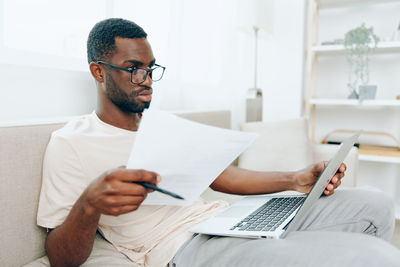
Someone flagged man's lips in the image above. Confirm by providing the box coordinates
[138,90,152,102]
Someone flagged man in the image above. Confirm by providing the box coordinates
[37,19,400,266]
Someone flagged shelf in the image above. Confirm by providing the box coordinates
[310,98,400,107]
[320,0,398,8]
[358,154,400,164]
[311,41,400,55]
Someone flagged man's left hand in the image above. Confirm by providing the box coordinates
[294,161,346,196]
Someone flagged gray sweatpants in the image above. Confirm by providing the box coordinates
[170,189,400,267]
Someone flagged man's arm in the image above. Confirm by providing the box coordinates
[210,162,346,195]
[46,168,160,266]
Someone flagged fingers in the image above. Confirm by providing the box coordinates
[106,167,161,184]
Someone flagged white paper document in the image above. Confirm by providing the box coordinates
[127,110,257,206]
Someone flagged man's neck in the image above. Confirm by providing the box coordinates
[96,108,142,131]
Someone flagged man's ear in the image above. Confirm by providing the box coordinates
[89,62,104,83]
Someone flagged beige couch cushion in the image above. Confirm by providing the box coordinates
[0,123,63,266]
[238,118,313,171]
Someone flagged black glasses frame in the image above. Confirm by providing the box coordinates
[96,60,165,84]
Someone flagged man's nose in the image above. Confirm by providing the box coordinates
[142,73,153,87]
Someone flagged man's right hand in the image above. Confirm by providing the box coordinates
[82,167,161,216]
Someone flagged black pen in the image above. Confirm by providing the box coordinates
[134,182,184,199]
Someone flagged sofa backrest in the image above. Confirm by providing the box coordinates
[0,110,231,266]
[0,123,68,266]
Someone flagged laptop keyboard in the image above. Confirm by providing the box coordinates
[230,196,306,231]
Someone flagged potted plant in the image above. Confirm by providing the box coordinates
[344,23,379,100]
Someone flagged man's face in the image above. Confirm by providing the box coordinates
[104,37,155,113]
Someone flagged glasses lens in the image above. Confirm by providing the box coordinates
[150,67,164,82]
[132,69,147,83]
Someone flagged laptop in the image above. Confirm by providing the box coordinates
[189,131,361,239]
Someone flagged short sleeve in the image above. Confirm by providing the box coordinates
[37,132,89,228]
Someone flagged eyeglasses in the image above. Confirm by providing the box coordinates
[96,60,165,84]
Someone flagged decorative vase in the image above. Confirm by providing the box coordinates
[358,85,377,101]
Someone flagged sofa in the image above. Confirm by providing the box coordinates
[0,110,358,267]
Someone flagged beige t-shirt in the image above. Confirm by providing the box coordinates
[37,112,227,266]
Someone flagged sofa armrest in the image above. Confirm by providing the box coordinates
[312,144,358,187]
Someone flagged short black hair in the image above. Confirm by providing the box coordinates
[87,18,147,64]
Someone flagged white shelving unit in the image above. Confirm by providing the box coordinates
[303,0,400,219]
[310,98,400,108]
[312,41,400,55]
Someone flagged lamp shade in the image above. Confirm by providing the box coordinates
[237,0,275,33]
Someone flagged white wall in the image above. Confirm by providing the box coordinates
[0,0,304,128]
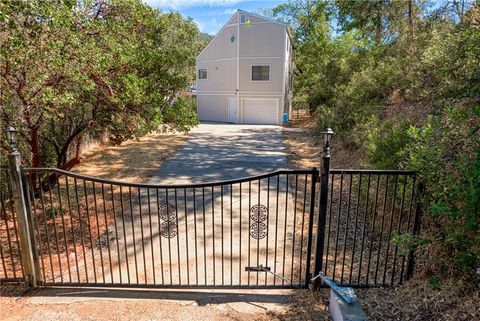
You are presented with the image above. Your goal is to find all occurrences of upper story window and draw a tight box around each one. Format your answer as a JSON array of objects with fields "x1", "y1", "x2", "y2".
[
  {"x1": 252, "y1": 65, "x2": 270, "y2": 81},
  {"x1": 240, "y1": 14, "x2": 251, "y2": 23},
  {"x1": 198, "y1": 69, "x2": 207, "y2": 79}
]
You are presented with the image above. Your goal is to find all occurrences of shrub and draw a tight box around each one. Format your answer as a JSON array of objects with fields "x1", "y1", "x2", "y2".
[{"x1": 402, "y1": 106, "x2": 480, "y2": 281}]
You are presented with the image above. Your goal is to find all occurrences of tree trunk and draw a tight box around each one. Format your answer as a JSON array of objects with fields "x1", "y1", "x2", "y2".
[{"x1": 29, "y1": 128, "x2": 41, "y2": 167}]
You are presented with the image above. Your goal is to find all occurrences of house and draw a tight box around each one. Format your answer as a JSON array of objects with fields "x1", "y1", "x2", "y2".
[{"x1": 196, "y1": 10, "x2": 293, "y2": 125}]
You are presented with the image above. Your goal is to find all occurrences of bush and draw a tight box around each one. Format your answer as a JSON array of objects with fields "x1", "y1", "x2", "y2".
[{"x1": 402, "y1": 106, "x2": 480, "y2": 281}]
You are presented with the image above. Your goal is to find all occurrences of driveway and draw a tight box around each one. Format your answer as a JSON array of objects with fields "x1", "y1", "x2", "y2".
[{"x1": 149, "y1": 123, "x2": 287, "y2": 184}]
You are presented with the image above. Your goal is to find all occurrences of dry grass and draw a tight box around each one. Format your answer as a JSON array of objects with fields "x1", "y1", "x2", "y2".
[{"x1": 72, "y1": 133, "x2": 188, "y2": 183}]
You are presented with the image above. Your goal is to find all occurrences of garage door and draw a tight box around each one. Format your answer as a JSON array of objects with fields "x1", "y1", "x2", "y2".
[{"x1": 243, "y1": 98, "x2": 278, "y2": 125}]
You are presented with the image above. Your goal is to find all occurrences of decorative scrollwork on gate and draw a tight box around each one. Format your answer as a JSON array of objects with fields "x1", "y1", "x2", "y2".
[
  {"x1": 160, "y1": 222, "x2": 177, "y2": 239},
  {"x1": 250, "y1": 204, "x2": 268, "y2": 240},
  {"x1": 158, "y1": 202, "x2": 177, "y2": 222},
  {"x1": 250, "y1": 204, "x2": 268, "y2": 223},
  {"x1": 250, "y1": 223, "x2": 268, "y2": 240}
]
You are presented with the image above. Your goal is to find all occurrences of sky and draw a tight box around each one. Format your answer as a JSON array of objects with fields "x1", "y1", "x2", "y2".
[{"x1": 143, "y1": 0, "x2": 285, "y2": 35}]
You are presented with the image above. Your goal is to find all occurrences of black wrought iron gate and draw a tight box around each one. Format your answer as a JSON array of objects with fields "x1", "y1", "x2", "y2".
[
  {"x1": 0, "y1": 162, "x2": 421, "y2": 288},
  {"x1": 18, "y1": 168, "x2": 318, "y2": 287}
]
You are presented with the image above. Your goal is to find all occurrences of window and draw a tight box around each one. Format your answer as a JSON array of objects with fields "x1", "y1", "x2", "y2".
[
  {"x1": 240, "y1": 14, "x2": 251, "y2": 24},
  {"x1": 198, "y1": 69, "x2": 207, "y2": 79},
  {"x1": 252, "y1": 66, "x2": 270, "y2": 81}
]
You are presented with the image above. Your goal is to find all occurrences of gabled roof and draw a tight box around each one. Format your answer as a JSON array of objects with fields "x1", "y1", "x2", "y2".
[
  {"x1": 235, "y1": 9, "x2": 288, "y2": 27},
  {"x1": 197, "y1": 9, "x2": 290, "y2": 58}
]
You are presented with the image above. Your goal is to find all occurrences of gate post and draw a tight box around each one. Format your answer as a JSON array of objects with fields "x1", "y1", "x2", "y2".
[
  {"x1": 5, "y1": 126, "x2": 38, "y2": 287},
  {"x1": 313, "y1": 128, "x2": 333, "y2": 289}
]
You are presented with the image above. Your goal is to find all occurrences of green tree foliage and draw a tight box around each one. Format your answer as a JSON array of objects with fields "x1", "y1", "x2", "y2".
[
  {"x1": 0, "y1": 0, "x2": 204, "y2": 167},
  {"x1": 273, "y1": 0, "x2": 480, "y2": 278}
]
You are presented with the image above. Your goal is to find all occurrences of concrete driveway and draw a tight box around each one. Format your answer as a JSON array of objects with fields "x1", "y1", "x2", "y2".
[{"x1": 148, "y1": 123, "x2": 287, "y2": 184}]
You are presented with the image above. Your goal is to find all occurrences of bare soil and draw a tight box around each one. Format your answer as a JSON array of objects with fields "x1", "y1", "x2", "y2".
[{"x1": 71, "y1": 133, "x2": 189, "y2": 183}]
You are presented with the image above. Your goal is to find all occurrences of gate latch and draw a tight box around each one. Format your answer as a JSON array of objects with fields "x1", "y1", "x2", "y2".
[{"x1": 245, "y1": 264, "x2": 271, "y2": 272}]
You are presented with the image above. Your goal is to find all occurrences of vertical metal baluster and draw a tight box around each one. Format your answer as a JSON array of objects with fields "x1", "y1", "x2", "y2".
[
  {"x1": 156, "y1": 188, "x2": 168, "y2": 285},
  {"x1": 212, "y1": 186, "x2": 217, "y2": 285},
  {"x1": 165, "y1": 188, "x2": 173, "y2": 285},
  {"x1": 357, "y1": 174, "x2": 371, "y2": 284},
  {"x1": 382, "y1": 175, "x2": 398, "y2": 286},
  {"x1": 128, "y1": 186, "x2": 139, "y2": 284},
  {"x1": 92, "y1": 181, "x2": 105, "y2": 284},
  {"x1": 148, "y1": 188, "x2": 158, "y2": 284},
  {"x1": 348, "y1": 173, "x2": 362, "y2": 284},
  {"x1": 230, "y1": 184, "x2": 233, "y2": 286},
  {"x1": 323, "y1": 174, "x2": 335, "y2": 275},
  {"x1": 0, "y1": 189, "x2": 11, "y2": 278},
  {"x1": 121, "y1": 186, "x2": 132, "y2": 284},
  {"x1": 102, "y1": 183, "x2": 113, "y2": 283},
  {"x1": 265, "y1": 176, "x2": 270, "y2": 285},
  {"x1": 375, "y1": 174, "x2": 390, "y2": 285},
  {"x1": 400, "y1": 175, "x2": 417, "y2": 284},
  {"x1": 184, "y1": 188, "x2": 190, "y2": 285},
  {"x1": 273, "y1": 175, "x2": 280, "y2": 285},
  {"x1": 340, "y1": 174, "x2": 353, "y2": 284},
  {"x1": 290, "y1": 174, "x2": 298, "y2": 283},
  {"x1": 65, "y1": 176, "x2": 80, "y2": 283},
  {"x1": 220, "y1": 185, "x2": 225, "y2": 286},
  {"x1": 304, "y1": 167, "x2": 316, "y2": 288},
  {"x1": 202, "y1": 187, "x2": 207, "y2": 285},
  {"x1": 2, "y1": 185, "x2": 17, "y2": 282},
  {"x1": 47, "y1": 176, "x2": 63, "y2": 283},
  {"x1": 137, "y1": 187, "x2": 146, "y2": 284},
  {"x1": 73, "y1": 178, "x2": 88, "y2": 283},
  {"x1": 38, "y1": 178, "x2": 54, "y2": 283},
  {"x1": 247, "y1": 181, "x2": 252, "y2": 285},
  {"x1": 110, "y1": 184, "x2": 123, "y2": 284},
  {"x1": 83, "y1": 180, "x2": 98, "y2": 283},
  {"x1": 192, "y1": 188, "x2": 198, "y2": 285},
  {"x1": 365, "y1": 175, "x2": 380, "y2": 286},
  {"x1": 28, "y1": 175, "x2": 45, "y2": 282},
  {"x1": 390, "y1": 175, "x2": 407, "y2": 286},
  {"x1": 257, "y1": 180, "x2": 261, "y2": 286},
  {"x1": 238, "y1": 183, "x2": 242, "y2": 285},
  {"x1": 0, "y1": 231, "x2": 8, "y2": 278},
  {"x1": 332, "y1": 173, "x2": 343, "y2": 281},
  {"x1": 6, "y1": 172, "x2": 23, "y2": 278},
  {"x1": 298, "y1": 174, "x2": 308, "y2": 284},
  {"x1": 282, "y1": 174, "x2": 289, "y2": 285},
  {"x1": 56, "y1": 175, "x2": 72, "y2": 283},
  {"x1": 173, "y1": 188, "x2": 182, "y2": 285}
]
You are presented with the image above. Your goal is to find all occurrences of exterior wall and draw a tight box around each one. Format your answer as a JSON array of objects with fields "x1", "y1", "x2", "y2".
[
  {"x1": 197, "y1": 24, "x2": 238, "y2": 62},
  {"x1": 196, "y1": 11, "x2": 290, "y2": 125},
  {"x1": 197, "y1": 94, "x2": 235, "y2": 122},
  {"x1": 197, "y1": 59, "x2": 237, "y2": 94}
]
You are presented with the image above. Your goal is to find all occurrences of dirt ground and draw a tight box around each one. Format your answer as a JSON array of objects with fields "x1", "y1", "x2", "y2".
[
  {"x1": 0, "y1": 125, "x2": 329, "y2": 321},
  {"x1": 71, "y1": 129, "x2": 189, "y2": 183},
  {"x1": 0, "y1": 285, "x2": 329, "y2": 321}
]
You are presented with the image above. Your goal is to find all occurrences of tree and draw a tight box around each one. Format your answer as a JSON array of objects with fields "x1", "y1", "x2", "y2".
[{"x1": 0, "y1": 0, "x2": 202, "y2": 168}]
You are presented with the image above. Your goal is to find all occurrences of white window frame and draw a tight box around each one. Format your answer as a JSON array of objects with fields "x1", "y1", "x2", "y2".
[
  {"x1": 250, "y1": 64, "x2": 272, "y2": 82},
  {"x1": 197, "y1": 68, "x2": 208, "y2": 80}
]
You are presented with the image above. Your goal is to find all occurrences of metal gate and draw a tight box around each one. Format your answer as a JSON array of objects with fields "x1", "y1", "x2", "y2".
[
  {"x1": 23, "y1": 168, "x2": 318, "y2": 287},
  {"x1": 0, "y1": 128, "x2": 421, "y2": 288}
]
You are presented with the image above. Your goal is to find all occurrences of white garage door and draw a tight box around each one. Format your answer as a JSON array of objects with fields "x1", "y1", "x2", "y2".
[{"x1": 243, "y1": 98, "x2": 278, "y2": 125}]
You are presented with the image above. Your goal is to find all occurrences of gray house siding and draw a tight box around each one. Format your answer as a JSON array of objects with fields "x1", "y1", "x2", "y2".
[{"x1": 197, "y1": 10, "x2": 291, "y2": 124}]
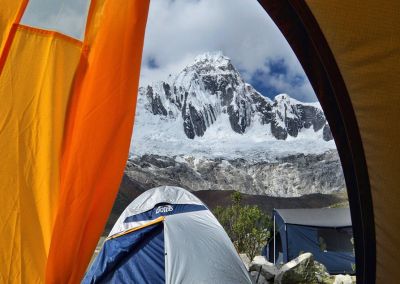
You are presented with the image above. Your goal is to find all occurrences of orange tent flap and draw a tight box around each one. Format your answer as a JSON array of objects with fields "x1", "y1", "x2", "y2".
[
  {"x1": 0, "y1": 26, "x2": 81, "y2": 283},
  {"x1": 0, "y1": 0, "x2": 28, "y2": 73}
]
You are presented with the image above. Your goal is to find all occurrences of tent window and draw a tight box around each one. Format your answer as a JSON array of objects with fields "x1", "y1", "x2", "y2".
[
  {"x1": 21, "y1": 0, "x2": 90, "y2": 40},
  {"x1": 318, "y1": 228, "x2": 353, "y2": 252}
]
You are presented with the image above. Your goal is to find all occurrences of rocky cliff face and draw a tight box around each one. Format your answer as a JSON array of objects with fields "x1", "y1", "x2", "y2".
[{"x1": 138, "y1": 53, "x2": 332, "y2": 141}]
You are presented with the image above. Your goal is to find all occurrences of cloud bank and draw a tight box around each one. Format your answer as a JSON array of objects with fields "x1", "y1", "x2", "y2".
[
  {"x1": 22, "y1": 0, "x2": 317, "y2": 101},
  {"x1": 140, "y1": 0, "x2": 317, "y2": 101}
]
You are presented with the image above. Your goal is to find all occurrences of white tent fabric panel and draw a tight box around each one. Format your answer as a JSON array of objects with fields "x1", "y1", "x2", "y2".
[
  {"x1": 109, "y1": 186, "x2": 204, "y2": 236},
  {"x1": 164, "y1": 210, "x2": 252, "y2": 284}
]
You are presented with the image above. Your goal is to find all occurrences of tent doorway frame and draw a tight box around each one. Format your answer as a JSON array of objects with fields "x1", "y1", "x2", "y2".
[{"x1": 258, "y1": 0, "x2": 376, "y2": 283}]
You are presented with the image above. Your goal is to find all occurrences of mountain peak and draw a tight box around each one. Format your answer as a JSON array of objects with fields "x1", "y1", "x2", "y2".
[{"x1": 194, "y1": 51, "x2": 231, "y2": 65}]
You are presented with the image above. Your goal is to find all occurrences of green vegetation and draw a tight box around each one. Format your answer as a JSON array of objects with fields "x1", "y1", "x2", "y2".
[{"x1": 214, "y1": 192, "x2": 271, "y2": 260}]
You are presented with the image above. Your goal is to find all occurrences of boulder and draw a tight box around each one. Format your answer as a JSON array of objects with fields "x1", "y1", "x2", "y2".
[
  {"x1": 274, "y1": 253, "x2": 332, "y2": 284},
  {"x1": 249, "y1": 255, "x2": 278, "y2": 283}
]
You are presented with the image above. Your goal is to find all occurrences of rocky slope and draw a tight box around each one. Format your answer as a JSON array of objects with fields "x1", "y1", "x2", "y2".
[
  {"x1": 138, "y1": 53, "x2": 332, "y2": 141},
  {"x1": 124, "y1": 151, "x2": 345, "y2": 197}
]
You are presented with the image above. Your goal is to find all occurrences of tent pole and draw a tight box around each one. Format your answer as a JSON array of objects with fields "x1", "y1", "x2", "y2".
[{"x1": 274, "y1": 214, "x2": 276, "y2": 265}]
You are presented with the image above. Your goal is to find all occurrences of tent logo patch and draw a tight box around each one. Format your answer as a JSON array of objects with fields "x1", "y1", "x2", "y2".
[{"x1": 156, "y1": 205, "x2": 174, "y2": 214}]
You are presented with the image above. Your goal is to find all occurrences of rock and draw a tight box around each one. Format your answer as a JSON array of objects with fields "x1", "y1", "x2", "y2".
[
  {"x1": 137, "y1": 53, "x2": 332, "y2": 141},
  {"x1": 249, "y1": 256, "x2": 278, "y2": 283},
  {"x1": 122, "y1": 151, "x2": 345, "y2": 197},
  {"x1": 274, "y1": 253, "x2": 332, "y2": 284}
]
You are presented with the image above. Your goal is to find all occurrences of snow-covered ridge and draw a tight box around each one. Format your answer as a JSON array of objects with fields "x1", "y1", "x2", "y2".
[{"x1": 131, "y1": 52, "x2": 335, "y2": 157}]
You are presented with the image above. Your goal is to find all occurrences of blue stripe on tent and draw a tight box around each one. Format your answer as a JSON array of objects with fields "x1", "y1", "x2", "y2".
[
  {"x1": 124, "y1": 203, "x2": 207, "y2": 223},
  {"x1": 82, "y1": 222, "x2": 165, "y2": 284}
]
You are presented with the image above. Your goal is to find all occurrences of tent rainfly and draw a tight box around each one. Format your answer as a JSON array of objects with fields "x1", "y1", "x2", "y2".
[
  {"x1": 264, "y1": 208, "x2": 355, "y2": 274},
  {"x1": 83, "y1": 186, "x2": 251, "y2": 283}
]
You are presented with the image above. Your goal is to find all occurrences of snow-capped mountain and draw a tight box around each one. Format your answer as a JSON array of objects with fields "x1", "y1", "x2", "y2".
[
  {"x1": 124, "y1": 53, "x2": 345, "y2": 197},
  {"x1": 131, "y1": 52, "x2": 335, "y2": 160},
  {"x1": 138, "y1": 53, "x2": 332, "y2": 144}
]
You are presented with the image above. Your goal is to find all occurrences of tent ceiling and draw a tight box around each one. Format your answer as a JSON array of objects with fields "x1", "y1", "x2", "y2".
[{"x1": 259, "y1": 0, "x2": 400, "y2": 283}]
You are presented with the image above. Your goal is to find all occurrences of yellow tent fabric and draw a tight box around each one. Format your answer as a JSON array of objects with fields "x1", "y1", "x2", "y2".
[
  {"x1": 307, "y1": 0, "x2": 400, "y2": 283},
  {"x1": 0, "y1": 0, "x2": 28, "y2": 57},
  {"x1": 0, "y1": 0, "x2": 149, "y2": 283}
]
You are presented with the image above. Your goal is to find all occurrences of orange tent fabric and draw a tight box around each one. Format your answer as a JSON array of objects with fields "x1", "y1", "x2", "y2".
[
  {"x1": 47, "y1": 0, "x2": 148, "y2": 283},
  {"x1": 0, "y1": 0, "x2": 149, "y2": 283}
]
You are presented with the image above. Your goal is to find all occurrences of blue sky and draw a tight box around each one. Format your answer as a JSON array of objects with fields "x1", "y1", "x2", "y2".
[{"x1": 22, "y1": 0, "x2": 317, "y2": 102}]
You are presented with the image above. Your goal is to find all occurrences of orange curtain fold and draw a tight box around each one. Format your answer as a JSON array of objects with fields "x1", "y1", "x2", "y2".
[
  {"x1": 0, "y1": 26, "x2": 81, "y2": 283},
  {"x1": 0, "y1": 0, "x2": 149, "y2": 283},
  {"x1": 46, "y1": 0, "x2": 149, "y2": 283}
]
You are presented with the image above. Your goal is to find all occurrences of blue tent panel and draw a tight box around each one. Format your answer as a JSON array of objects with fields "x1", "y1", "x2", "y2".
[
  {"x1": 82, "y1": 222, "x2": 165, "y2": 284},
  {"x1": 287, "y1": 225, "x2": 355, "y2": 274},
  {"x1": 263, "y1": 209, "x2": 355, "y2": 274}
]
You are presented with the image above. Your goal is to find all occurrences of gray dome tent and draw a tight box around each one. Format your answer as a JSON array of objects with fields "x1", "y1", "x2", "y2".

• [Task prompt]: Please arrange the lines from the one containing "Someone flagged man's right" through the one containing "[230,196,306,231]", both included, as a Markdown table with the columns Row and Line, numbering each row and leaving out blank lines.

• [Full answer]:
| Row | Line |
|---|---|
| 1 | Someone flagged man's right hand in the image above. Confirm by providing the box coordinates |
| 2 | [82,167,161,216] |
| 3 | Someone flagged black pen in the image above. Confirm by providing the box coordinates |
| 4 | [134,182,184,199] |
| 5 | Someone flagged sofa backrest in the image above. Confirm by providing the box coordinates |
| 6 | [0,110,231,266] |
| 7 | [0,123,68,266] |
| 8 | Someone flagged laptop keyboard in the image above. Confirm by providing the box coordinates |
| 9 | [230,196,306,231] |